TEKS YANG DIBERIKAN:
In Memoriam AGH Dr. (Hc). Sanusi Baco, Lc. : Nasihat Pak Kiyai tentang Bunga dalam Keluarga
Oleh : Haidir Fitra Siagian
(Dosen UIN Alauddin Makassar/Pengurus Muhammadiyah
Ranting NSW Australia)
Innalilahi wainna ilaihi rajiun.
Tentu kita semua merasa sangat kehilangan atas berpulangnya ke
rahmatullah, ulama, guru sekaligus orang
tua kita, almarhum AGH Dr. (Hc). Sanusi Baco, Lc., minggu lalu (15 Mei 2021) di
Makassar, dalam usia 84 tahun. Beliau adalah ulama sepuh dan Ketua Majelis
Ulama Indonesia (MUI) Sulawesi Selatan dan pimpinan Nadhlatul Ulama Sulawesi
Selatan selama beberapa periode. Bersama dengan seorang ulama sepuh lainnya
yang telah lebih dahulu dipanggil Yang Maha Kuasa pada tahun 2014 lalu, K.H.
Djamaluddin Amien, mantan Ketua Pimpinan Wilayah Muhammadiyah Sulawesi Selatan,
keduanya dikenal sebagai tempat bertanya dan memohon bimbingan dari seluruh
lapisan masyarakat. Tidak hanya dalam
masalah keagamaan, namun juga dalam berbagai aspek kehidupan bermasyarakat,
berbangsa dan bernegara.
Pertama kali saya mengikuti pertemuan resmi dengan ulama kelahiran Talawe Maros tahun 1937 ini, adalah saat di Masjid Raya Makassar dalam rapat rutin pengurus MUI Sulawesi Selatan tahun 2013. Saat itu saya masuk sebagai anggota bidang komunikasi dan informasi. Hanya saja saya tidak begitu aktif karena pada waktu yang hampir bersamaan saya sedang melaksanakan tugas belajar mengikuti pendidikan doktoral di Universiti Kebangsaan Malaysia (UKM) Bangi, Kuala Lumpur atas beasiswa program pendoktoran luar negeri dari Pemerintah Provinsi Sulawesi Selatan.
Kemudian terakhir kalinya saya bertemu langsung dan memberikan salam kepada beliau, sebelum saya berangkat ke Australia, adalah pada tanggal 11 Juni 2018. Saat itu sedang diadakan buka puasa bersama di rumah jabatan Pangdam XIV Hasanuddin yang dirangkaikan dengan bedah buku berjudul : “Dinamika Dakwah dalam Apresiasi Lintas Tokoh”. Di antara tokoh yang hadir memberikan testimoni saat itu adalah Pangdam XIV Hasanuddin Mayjen TNI Agus Surya Bakti, Wakapolda Sulsel Brigjen Pol Risyapudin Nursin, Ketua Keuskupan Makassar pendeta Dr John Likuada, serta Wali Kota Makassar Mohammad Ramdhan Danny Pomanto.

TUGAS UNTUK DISELESAIKAN:
a. Menurut teks in memoriam Sanusi Baco, kapan, di kota mana, dan pada usia berapa beliau wafat?
b. Teruskan teks in memoriam Sanusi Baco mulai dari kalimat sesudah kalimat terakhir yang tertulis.

BARIS DATA:
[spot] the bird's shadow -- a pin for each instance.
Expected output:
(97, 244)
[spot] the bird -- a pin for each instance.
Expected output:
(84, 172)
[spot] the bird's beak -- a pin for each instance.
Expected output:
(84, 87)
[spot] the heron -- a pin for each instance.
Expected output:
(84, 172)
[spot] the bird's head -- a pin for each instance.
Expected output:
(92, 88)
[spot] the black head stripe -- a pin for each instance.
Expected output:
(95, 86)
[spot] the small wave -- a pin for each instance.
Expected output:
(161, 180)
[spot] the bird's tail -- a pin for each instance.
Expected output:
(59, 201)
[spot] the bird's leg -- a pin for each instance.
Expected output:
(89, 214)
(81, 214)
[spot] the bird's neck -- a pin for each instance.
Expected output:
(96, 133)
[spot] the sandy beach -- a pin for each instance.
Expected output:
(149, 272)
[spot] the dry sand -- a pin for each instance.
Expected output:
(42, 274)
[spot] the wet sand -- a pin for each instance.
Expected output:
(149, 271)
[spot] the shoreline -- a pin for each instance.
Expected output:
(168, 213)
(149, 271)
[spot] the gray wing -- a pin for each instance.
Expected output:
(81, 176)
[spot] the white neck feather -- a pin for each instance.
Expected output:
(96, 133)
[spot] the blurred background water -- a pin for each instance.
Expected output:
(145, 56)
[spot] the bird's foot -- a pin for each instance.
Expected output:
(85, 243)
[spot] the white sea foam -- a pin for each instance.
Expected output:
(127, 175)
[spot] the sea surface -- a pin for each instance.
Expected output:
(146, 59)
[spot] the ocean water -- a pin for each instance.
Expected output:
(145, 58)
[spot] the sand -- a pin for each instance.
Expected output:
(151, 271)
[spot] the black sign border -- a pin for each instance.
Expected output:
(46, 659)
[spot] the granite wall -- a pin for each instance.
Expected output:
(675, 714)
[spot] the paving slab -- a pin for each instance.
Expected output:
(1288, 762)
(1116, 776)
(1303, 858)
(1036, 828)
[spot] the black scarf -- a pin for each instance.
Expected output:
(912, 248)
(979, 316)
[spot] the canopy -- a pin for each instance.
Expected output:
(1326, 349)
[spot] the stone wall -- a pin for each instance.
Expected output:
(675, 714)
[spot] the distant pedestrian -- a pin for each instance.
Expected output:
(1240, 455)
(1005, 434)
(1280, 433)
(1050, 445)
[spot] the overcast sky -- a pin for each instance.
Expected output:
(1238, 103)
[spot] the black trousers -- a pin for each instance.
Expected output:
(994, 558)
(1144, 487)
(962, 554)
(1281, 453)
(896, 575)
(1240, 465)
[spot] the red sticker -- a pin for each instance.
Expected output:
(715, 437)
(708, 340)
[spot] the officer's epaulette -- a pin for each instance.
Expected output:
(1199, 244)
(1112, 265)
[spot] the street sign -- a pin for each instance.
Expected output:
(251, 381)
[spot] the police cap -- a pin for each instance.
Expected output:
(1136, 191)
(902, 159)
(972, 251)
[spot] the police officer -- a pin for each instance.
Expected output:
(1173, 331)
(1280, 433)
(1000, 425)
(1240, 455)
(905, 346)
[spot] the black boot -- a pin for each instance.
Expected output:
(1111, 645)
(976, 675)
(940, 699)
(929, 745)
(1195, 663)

JAWABAN:
a. Beliau wafat pada 15 Mei 2021 di Makassar dalam usia 84 tahun.

b.
Beliau adalah tokoh utama Nadhlatul Ulama di Sulawesi Selatan saat ini. Namun bagi warga Muhammadiyah, almarhum tidak asing lagi. Dalam catatan saya, beliau sudah berulang-ulang menghadiri kegiatan yang dilaksanakan oleh Majelis Tabligh Pimpinan Wilayah Muhammadiyah Sulawesi Selatan dalam berbagai kesempatan. Selain itu, beliau juga sering diundang sebagai narasumber dalam kegiatan yang dilakukan oleh organisasi otonom Muhammadiyah, amal usaha Muhammadiyah maupun dalam acara keluarga para tokoh Muhammadiyah. Tidak hanya bagi umat Islam saja, namun almarhum juga cukup dekat dengan seluruh lapisan masyarakat. Kehadiran seorang pendeta dalam acara bedah buku tersebut di atas, dapat menjadi salah satu isyarat penting bahwa almarhum adalah seorang ulama yang dekat dengan semua kalangan, termasuk dengan tokoh-tokoh lintas agama maupun golongan.
Bagi kalangan masyarakat Sulawesi Selatan, hampir dapat dikatakan bahwa almarhum sangat dikenal. Baik di kalangan pejabat pemerintahan, penguasa, tokoh-tokoh politik, akademisi, kalangan jurnalis dan aktivis lembaga swadaya masyarakat, sampai kepada kalangan masyarakat umum di berbagai daerah. Almarhum pun dikenal sebagai tokoh agama Islam yang memiliki ciri khas tersendiri. Sebab sebagai seorang ulama maupun muballigh, beliau menyampaikan dawah Islam dengan sangat santun, menarik dan mudah dicerna. Pun dalam menyampaikan pesan dakwah dengan cara yang lemah lembut, toleran, dan mencerminkan Islam yang rahmatan lil alamien.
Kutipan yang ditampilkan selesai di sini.